-- begin --

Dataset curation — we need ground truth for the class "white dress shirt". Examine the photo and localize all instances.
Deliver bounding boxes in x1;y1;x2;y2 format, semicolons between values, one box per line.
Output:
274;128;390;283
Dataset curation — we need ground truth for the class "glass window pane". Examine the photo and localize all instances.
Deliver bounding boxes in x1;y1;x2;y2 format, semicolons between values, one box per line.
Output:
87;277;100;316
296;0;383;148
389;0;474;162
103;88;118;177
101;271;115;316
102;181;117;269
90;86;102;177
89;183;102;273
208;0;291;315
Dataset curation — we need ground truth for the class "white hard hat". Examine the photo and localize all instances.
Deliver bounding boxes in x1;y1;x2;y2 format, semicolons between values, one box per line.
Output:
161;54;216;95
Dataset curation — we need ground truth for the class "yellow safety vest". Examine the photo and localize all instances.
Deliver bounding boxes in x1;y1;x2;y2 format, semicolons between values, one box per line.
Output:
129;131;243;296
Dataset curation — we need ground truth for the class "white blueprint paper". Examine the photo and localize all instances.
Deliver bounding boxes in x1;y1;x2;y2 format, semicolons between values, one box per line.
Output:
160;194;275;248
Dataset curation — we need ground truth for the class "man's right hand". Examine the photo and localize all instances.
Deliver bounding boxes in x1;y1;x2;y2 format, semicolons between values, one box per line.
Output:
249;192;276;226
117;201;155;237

-- end --

> [SHORT EXERCISE]:
Reproduce verbatim the data from its first line through the line containing "274;128;390;283", with that line included.

> [REPLY]:
Dataset curation — we need ground truth for the class "white dress shirt". Examine the photo and localize all instances.
Deliver bounding boxes in x1;y1;x2;y2 format, semicolons between values, one box per line.
Output:
274;128;390;283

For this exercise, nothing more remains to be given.